- **GIVEN PROBLEM**:
Copy the material below, replacing "in this image" with "in this photo" everywhere and leaving the rest unchanged. Leave out the pictures.

- **MATERIAL**:
— start —
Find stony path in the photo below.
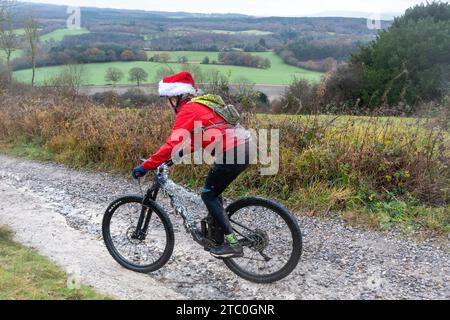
[0,156,450,299]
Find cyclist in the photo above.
[132,72,255,259]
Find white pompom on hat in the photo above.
[159,72,199,97]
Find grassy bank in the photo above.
[0,87,450,237]
[14,52,322,85]
[0,226,110,300]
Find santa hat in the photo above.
[159,72,199,97]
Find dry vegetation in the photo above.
[0,83,450,236]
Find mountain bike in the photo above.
[102,161,302,283]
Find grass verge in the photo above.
[0,226,111,300]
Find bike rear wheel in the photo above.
[224,198,302,283]
[102,196,175,273]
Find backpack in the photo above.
[191,94,241,126]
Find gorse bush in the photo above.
[0,89,450,233]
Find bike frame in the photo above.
[135,160,215,249]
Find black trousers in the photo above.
[202,143,251,235]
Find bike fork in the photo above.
[133,189,159,240]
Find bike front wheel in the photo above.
[102,196,175,273]
[224,198,302,283]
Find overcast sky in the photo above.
[17,0,423,16]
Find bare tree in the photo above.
[105,68,124,88]
[0,0,19,80]
[25,16,39,86]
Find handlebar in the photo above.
[141,159,175,168]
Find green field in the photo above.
[0,50,23,60]
[211,30,273,36]
[40,28,89,42]
[14,51,322,85]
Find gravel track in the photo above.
[0,155,450,300]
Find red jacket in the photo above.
[142,101,250,170]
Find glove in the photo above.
[131,165,148,179]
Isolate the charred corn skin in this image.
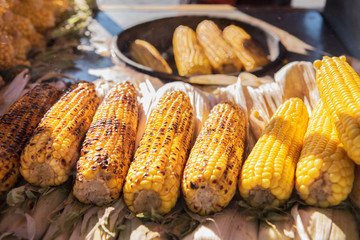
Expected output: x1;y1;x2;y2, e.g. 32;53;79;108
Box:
130;39;172;74
295;100;355;207
20;82;99;187
173;25;211;76
123;91;193;214
314;57;360;164
73;82;138;206
223;25;269;71
239;98;309;208
0;84;62;194
196;20;242;74
182;102;245;215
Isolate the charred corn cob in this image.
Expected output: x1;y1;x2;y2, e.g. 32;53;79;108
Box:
173;25;211;76
295;100;355;207
314;57;360;164
130;39;172;74
223;25;269;71
182;102;245;215
73;82;138;206
196;20;242;73
0;84;61;194
239;98;309;208
123;91;193;214
20;82;99;187
350;165;360;208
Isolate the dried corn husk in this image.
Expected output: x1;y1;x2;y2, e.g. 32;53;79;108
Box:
184;207;259;240
258;212;296;240
0;184;69;239
291;205;359;240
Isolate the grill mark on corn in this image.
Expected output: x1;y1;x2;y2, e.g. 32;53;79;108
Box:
73;82;138;206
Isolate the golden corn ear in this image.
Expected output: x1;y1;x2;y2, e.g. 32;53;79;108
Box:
130;39;172;74
196;20;242;73
223;25;269;71
173;25;211;76
314;57;360;164
20;82;99;187
123;91;193;214
239;98;309;208
182;102;245;215
295;100;355;207
0;84;62;194
350;165;360;208
73;82;138;206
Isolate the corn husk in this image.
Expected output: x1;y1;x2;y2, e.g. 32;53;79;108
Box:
184;207;259;240
0;184;69;239
258;212;296;240
291;205;359;240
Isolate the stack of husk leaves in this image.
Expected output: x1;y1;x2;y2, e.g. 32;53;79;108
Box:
0;62;359;240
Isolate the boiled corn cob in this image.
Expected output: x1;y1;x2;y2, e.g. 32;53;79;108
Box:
239;98;309;208
182;102;245;215
123;91;193;214
130;39;172;74
173;25;211;76
196;20;242;73
314;57;360;164
73;82;138;206
20;82;99;187
0;84;61;194
349;165;360;208
223;25;269;71
295;100;355;207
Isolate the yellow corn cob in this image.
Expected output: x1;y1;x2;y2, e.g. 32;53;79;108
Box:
223;25;269;71
239;98;309;208
73;82;138;206
350;165;360;208
196;20;242;73
182;102;245;215
20;82;99;187
295;100;355;207
123;91;193;214
0;84;61;194
130;39;172;74
314;57;360;164
173;25;211;76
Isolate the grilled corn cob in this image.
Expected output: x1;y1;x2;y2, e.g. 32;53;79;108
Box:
196;20;242;73
295;100;355;207
314;57;360;164
239;98;309;208
182;102;245;215
123;91;193;214
20;82;99;187
73;82;138;206
130;39;172;74
173;25;211;76
350;165;360;208
0;84;61;194
223;25;269;71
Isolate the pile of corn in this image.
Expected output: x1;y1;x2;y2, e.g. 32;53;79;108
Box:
0;57;360;237
0;0;69;70
129;20;269;76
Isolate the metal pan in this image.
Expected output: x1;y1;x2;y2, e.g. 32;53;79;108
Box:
112;15;285;82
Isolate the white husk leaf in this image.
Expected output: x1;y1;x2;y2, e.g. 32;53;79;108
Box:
291;205;359;240
184;208;258;240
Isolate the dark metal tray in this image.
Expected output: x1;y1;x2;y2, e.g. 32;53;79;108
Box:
112;15;285;81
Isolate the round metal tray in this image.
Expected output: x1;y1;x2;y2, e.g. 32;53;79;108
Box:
112;15;285;81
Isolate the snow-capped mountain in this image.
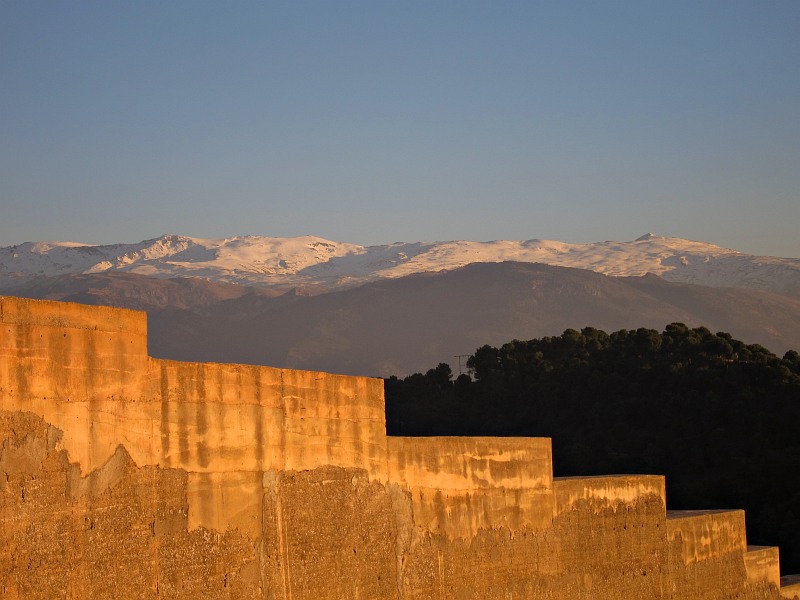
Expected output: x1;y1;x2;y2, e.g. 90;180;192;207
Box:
0;234;800;296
— end —
- **ANSWER FOR THE TASK**:
Find stony path in the photo below.
[0,156,450,299]
Find cyclist in the photo above.
[132,72,255,259]
Find white pompom on hat in the photo above.
[159,72,199,97]
Find grassy bank in the photo above.
[0,87,450,237]
[14,52,322,85]
[0,226,110,300]
Find santa hat in the photo above.
[159,72,199,97]
Find dry vegetation in the photo above.
[0,83,450,236]
Find mountain bike in the photo above.
[102,161,302,283]
Find grass verge in the photo above.
[0,226,111,300]
Find bike rear wheel in the photo above.
[224,198,302,283]
[102,196,175,273]
Find backpack in the photo above.
[191,94,241,126]
Find gorse bush in the photo above.
[0,89,450,233]
Find bike frame in the photo above.
[135,160,215,249]
Find black trousers in the photo above.
[202,143,251,235]
Find bike fork in the photo above.
[133,189,159,240]
Find bike front wheel in the photo above.
[102,196,175,273]
[224,198,302,283]
Find overcast sky in the photo above.
[17,0,423,16]
Find bare tree in the photo above.
[105,68,124,88]
[0,0,19,80]
[25,16,39,86]
Find handlebar in the photo above.
[141,159,175,168]
Find green field in the photo above.
[0,50,23,60]
[211,30,273,36]
[40,28,89,42]
[14,51,322,85]
Find gravel track in the photo above.
[0,155,450,300]
Find red jacket in the photo above.
[142,101,250,170]
Find glove in the photo above.
[131,165,148,179]
Isolate the charred corn skin in this photo.
Expected output: x1;y1;x2;y2, e.g. 32;53;79;108
Box:
130;39;172;74
295;100;355;207
20;82;99;187
173;25;211;76
123;91;193;214
314;57;360;164
73;82;138;206
223;25;269;71
239;98;309;208
0;84;62;194
196;20;242;74
182;102;245;215
Isolate the charred corn cob in this photo.
Expected output: x1;y1;x2;y2, e.g. 32;53;79;108
Box:
173;25;211;76
295;100;355;207
314;57;360;164
130;39;172;74
223;25;269;71
182;102;245;215
73;82;138;206
196;20;242;73
0;84;61;194
239;98;309;208
123;91;193;214
20;82;99;187
350;165;360;208
Isolate the dried corn husk in this photo.
Expected output: x1;y1;x2;y2, e.g. 32;53;79;108
Box:
184;207;259;240
258;212;296;240
0;184;69;239
291;205;359;240
Isolate the grill mark on corn in this photo.
Expected output: x1;y1;x2;y2, e.g. 32;53;79;108
Box:
73;82;138;206
Isolate the golden corn ear in this photo.
Expected output: x1;y1;x2;y2, e.g. 32;53;79;108
Box:
130;39;172;74
196;20;242;73
223;25;269;71
173;25;211;76
314;57;360;164
20;82;99;187
123;91;193;214
239;98;309;208
182;102;245;215
295;100;355;207
0;84;62;194
350;165;360;208
73;82;138;206
Isolate the corn husk in this photo.
Expected output: x1;y1;x2;y2, e.g. 32;53;79;108
Box:
184;207;259;240
0;184;69;239
258;212;296;240
291;205;359;240
Isolate the stack of husk leaves in this photo.
Expected output: x1;y1;x2;y2, e.g. 32;53;79;108
Box:
0;62;359;240
Isolate the boiled corn cob in this photo.
Expected output: x1;y1;x2;y2, e.g. 32;53;79;108
Box:
239;98;309;208
182;102;245;215
123;91;193;214
130;39;172;74
173;25;211;76
196;20;242;73
314;57;360;164
73;82;138;206
20;82;99;187
0;84;61;194
349;165;360;208
223;25;269;71
295;100;355;207
Isolate the yellow corn cob in this photo.
Expected output: x1;y1;x2;y2, e.g. 32;53;79;108
Box:
223;25;269;71
239;98;309;208
73;82;138;206
350;165;360;208
196;20;242;73
182;102;245;215
20;82;99;187
295;100;355;207
123;91;193;214
0;84;61;194
130;39;172;74
314;57;360;164
173;25;211;76
Isolate the grilled corn cob in this photo.
Expected output: x1;y1;x2;y2, e.g. 32;53;79;108
Box:
196;20;242;73
295;100;355;207
314;57;360;164
239;98;309;208
182;102;245;215
123;91;193;214
20;82;99;187
73;82;138;206
130;39;172;74
173;25;211;76
350;165;360;208
0;84;61;194
223;25;269;71
Isolate the pile of corn in this photo.
Expected output: x1;y1;x2;y2, e.g. 32;53;79;108
Box:
0;57;360;237
0;0;69;70
129;20;269;76
Isolate the metal pan in this photo.
Expected output: x1;y1;x2;y2, e.g. 32;53;79;108
Box:
112;15;285;82
Isolate the white husk leaf in this photo.
Expected output: x1;y1;x2;y2, e.g. 32;53;79;108
Box:
291;205;359;240
184;208;258;240
Isolate the dark metal tray in this photo.
Expected output: x1;y1;x2;y2, e.g. 32;53;79;108
Box:
112;15;285;81
Isolate the round metal tray in this photo.
Expected output: x1;y1;x2;y2, e.g. 32;53;79;108
Box:
112;15;285;81
Isolate the snow-capped mountain in this photo.
Expected output: x1;y1;x2;y2, e.g. 90;180;192;207
Box:
0;234;800;296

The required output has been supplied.